WORK TO BE COMPLETED
In the entries below, swap "Target" for "Label" and reproduce every line with nothing else changed.
----------------------------------------
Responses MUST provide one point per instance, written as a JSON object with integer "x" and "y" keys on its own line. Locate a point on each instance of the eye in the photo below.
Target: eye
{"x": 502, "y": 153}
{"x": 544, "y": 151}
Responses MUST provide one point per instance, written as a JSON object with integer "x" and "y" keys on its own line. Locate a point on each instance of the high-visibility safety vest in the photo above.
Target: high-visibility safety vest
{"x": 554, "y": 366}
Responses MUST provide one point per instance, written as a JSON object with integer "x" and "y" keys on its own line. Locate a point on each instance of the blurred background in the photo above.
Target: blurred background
----------------------------------------
EXERCISE SOLUTION
Responses MUST provide one point per instance, written as a JSON object with integer "x" and "y" keys on its own line. Locate a point on each instance of the eye in the photo below.
Label: eye
{"x": 502, "y": 153}
{"x": 544, "y": 151}
Responses MUST provide one point per instance, written as a JSON object with integer "x" and "y" keys on its own line. Locate a point on each instance of the high-visibility safety vest in the photo above.
Label: high-visibility safety vest
{"x": 554, "y": 366}
Responses MUST provide one point per instance, written as a JSON object with integer "x" and "y" keys on its own line. Locate a point on each instance of the blurred background in the photo above.
Label: blurred background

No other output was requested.